* Short exercise a *
In the text on the song "Don't Wanna Know," what answers each question below?
(i) On what date was the song released?
(ii) In what key is the song written?
(iii) In how many countries did the song reach the top 10?

* Text shown *
Start

"Don't Wanna Know" is a song by American pop rock band Maroon 5. It features additional vocals from American rapper Kendrick Lamar. The song was released on October 12, 2016, as the lead single from their sixth studio album Red Pill Blues (2017), included on both the deluxe and Japanese editions of the album. The song reached the top 10 in 23 countries, including number 6 in the United States. Critical reception to the song was mixed, with critics praising its production but criticizing Lamar's verse and repetitive chorus.

Background and release
On October 11, 2016, Maroon 5 announced a single "Don't Wanna Know" featuring Kendrick Lamar, will be released worldwide at midnight on the following day, October 12. Lamar was known in the 2013 song "YOLO" by The Lonely Island featuring the band's lead singer Adam Levine, which Lamar previously collaborated with Levine.

Composition
"Don't Wanna Know" is written in the key of G major in common time with a shuffling tempo of 100 beats per minute. The song follows a chord progression of CMaj7DEmBm/E, and Levine's vocals span from D4 to C6.

End

* Short exercise b *
Render the entries as a JSON list of strings, one string per line with blank lines left out. Start with the line containing "Target: popcorn" and go on through the line containing "488 458 L 462".

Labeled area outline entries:
Start

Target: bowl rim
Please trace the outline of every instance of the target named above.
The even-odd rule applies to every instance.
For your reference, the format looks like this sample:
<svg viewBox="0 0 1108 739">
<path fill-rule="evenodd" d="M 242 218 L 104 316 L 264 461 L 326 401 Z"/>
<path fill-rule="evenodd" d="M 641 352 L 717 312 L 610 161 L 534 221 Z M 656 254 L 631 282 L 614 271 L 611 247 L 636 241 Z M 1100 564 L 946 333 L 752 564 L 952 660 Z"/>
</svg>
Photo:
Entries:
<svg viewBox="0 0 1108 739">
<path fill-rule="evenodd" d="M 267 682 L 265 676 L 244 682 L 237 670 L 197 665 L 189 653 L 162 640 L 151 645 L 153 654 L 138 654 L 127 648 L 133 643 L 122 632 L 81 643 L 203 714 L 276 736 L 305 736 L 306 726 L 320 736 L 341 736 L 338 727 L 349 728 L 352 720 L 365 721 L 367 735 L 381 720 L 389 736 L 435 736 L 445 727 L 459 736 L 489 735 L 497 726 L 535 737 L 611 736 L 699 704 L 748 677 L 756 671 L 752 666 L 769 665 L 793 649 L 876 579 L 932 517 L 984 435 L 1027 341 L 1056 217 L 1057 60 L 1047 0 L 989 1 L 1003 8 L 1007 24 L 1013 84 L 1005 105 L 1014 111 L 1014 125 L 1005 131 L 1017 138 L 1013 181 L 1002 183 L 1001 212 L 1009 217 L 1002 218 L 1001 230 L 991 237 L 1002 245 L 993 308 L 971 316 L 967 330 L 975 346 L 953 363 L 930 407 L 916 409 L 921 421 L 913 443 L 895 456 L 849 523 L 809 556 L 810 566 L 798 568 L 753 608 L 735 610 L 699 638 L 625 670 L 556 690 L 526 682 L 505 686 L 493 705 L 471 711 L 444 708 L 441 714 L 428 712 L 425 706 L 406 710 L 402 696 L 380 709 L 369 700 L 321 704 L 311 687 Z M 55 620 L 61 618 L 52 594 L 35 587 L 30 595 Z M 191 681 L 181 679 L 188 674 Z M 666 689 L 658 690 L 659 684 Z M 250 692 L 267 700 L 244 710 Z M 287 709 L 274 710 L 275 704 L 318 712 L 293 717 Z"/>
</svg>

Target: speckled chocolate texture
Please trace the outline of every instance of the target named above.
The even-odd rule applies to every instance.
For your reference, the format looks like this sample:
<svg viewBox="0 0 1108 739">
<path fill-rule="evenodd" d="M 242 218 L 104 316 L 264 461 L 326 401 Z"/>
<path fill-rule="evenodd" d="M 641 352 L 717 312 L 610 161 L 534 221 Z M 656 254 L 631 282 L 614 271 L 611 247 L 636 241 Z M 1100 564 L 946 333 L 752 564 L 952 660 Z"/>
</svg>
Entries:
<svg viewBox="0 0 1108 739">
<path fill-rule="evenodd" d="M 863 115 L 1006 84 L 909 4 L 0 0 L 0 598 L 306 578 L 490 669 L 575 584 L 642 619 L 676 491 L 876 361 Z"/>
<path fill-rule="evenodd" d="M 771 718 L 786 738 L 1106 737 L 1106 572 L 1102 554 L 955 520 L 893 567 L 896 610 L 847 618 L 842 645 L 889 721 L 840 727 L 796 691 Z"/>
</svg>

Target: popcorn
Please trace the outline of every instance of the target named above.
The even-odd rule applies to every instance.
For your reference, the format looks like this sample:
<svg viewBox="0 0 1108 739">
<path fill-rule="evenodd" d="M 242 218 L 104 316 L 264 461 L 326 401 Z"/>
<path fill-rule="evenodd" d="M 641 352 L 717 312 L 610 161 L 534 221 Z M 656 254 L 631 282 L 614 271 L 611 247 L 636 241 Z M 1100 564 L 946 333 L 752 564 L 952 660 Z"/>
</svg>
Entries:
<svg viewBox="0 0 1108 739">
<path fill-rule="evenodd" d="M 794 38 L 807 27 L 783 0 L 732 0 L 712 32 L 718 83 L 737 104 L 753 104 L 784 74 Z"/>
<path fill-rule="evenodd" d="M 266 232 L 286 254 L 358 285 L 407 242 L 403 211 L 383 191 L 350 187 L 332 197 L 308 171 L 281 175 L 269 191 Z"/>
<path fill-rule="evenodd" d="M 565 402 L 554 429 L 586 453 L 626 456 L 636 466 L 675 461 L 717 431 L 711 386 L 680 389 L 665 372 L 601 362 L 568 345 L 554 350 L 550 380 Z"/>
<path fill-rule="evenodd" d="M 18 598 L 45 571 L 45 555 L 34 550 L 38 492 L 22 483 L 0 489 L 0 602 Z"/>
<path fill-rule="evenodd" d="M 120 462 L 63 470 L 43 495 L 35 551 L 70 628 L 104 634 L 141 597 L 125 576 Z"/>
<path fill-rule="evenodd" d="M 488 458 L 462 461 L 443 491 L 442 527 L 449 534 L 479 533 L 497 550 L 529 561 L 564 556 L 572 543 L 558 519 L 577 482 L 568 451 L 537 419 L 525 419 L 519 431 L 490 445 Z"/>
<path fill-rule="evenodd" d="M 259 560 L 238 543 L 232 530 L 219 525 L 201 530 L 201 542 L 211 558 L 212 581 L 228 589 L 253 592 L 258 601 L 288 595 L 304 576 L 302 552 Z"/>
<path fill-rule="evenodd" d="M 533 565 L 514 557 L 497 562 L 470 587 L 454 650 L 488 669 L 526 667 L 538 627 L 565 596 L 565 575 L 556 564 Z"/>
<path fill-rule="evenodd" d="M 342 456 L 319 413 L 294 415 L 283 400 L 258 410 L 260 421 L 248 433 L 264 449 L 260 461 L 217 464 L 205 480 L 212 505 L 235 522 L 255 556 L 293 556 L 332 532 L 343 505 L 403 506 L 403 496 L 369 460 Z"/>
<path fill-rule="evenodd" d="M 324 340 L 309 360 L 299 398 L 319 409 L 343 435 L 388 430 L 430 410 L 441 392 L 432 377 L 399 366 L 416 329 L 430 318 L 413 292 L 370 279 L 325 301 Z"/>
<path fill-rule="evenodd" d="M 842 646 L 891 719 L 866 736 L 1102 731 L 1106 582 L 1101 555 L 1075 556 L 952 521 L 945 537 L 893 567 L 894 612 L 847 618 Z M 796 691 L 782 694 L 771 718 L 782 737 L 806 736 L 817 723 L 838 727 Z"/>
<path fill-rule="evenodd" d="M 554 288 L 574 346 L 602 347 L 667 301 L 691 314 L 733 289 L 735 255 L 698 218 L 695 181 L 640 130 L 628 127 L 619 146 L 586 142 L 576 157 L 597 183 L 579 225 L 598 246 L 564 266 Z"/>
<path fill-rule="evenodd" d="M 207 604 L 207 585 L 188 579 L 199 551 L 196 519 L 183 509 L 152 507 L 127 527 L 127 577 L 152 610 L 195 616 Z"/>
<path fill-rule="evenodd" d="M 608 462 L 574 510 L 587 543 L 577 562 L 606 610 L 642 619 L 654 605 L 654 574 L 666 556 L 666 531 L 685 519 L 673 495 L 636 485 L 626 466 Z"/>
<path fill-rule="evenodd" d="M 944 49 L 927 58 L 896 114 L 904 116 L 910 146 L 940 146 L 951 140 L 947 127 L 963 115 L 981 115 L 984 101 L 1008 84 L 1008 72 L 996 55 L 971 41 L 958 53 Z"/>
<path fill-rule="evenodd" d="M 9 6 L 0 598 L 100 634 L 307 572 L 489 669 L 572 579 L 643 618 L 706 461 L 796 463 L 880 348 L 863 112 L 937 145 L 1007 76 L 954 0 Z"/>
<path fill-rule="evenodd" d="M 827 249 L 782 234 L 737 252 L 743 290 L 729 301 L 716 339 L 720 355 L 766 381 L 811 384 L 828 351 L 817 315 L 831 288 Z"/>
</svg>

End

* Task output a *
(i) October 12, 2016
(ii) G major
(iii) 23

* Task output b *
[
  "Target: popcorn",
  "Please trace the outline of every instance of the target named above.",
  "The even-odd rule applies to every instance.",
  "For your reference, the format looks like this sample:",
  "<svg viewBox=\"0 0 1108 739\">",
  "<path fill-rule=\"evenodd\" d=\"M 242 218 L 104 316 L 264 461 L 326 401 Z\"/>",
  "<path fill-rule=\"evenodd\" d=\"M 641 352 L 717 312 L 610 161 L 534 221 Z M 656 254 L 631 282 L 614 271 L 611 247 L 636 241 Z M 1100 564 L 946 333 L 752 564 L 952 660 Z\"/>",
  "</svg>",
  "Entries:",
  "<svg viewBox=\"0 0 1108 739\">",
  "<path fill-rule=\"evenodd\" d=\"M 794 38 L 807 27 L 783 0 L 732 0 L 712 32 L 718 83 L 737 104 L 753 104 L 784 74 Z\"/>",
  "<path fill-rule=\"evenodd\" d=\"M 266 232 L 286 254 L 358 285 L 407 242 L 403 211 L 383 191 L 350 187 L 332 197 L 308 171 L 281 175 L 269 191 Z\"/>",
  "<path fill-rule=\"evenodd\" d=\"M 565 402 L 554 429 L 586 453 L 626 456 L 636 466 L 675 461 L 717 431 L 711 386 L 680 389 L 665 372 L 601 362 L 568 345 L 554 350 L 550 380 Z\"/>",
  "<path fill-rule=\"evenodd\" d=\"M 18 598 L 45 571 L 45 555 L 34 550 L 38 492 L 22 483 L 0 489 L 0 602 Z\"/>",
  "<path fill-rule=\"evenodd\" d=\"M 120 462 L 63 470 L 43 495 L 35 551 L 70 628 L 104 634 L 141 597 L 125 576 Z\"/>",
  "<path fill-rule=\"evenodd\" d=\"M 488 458 L 462 461 L 443 491 L 442 527 L 449 534 L 479 533 L 497 550 L 529 561 L 564 556 L 572 543 L 558 519 L 577 482 L 568 451 L 537 419 L 525 419 L 519 431 L 490 445 Z\"/>"
]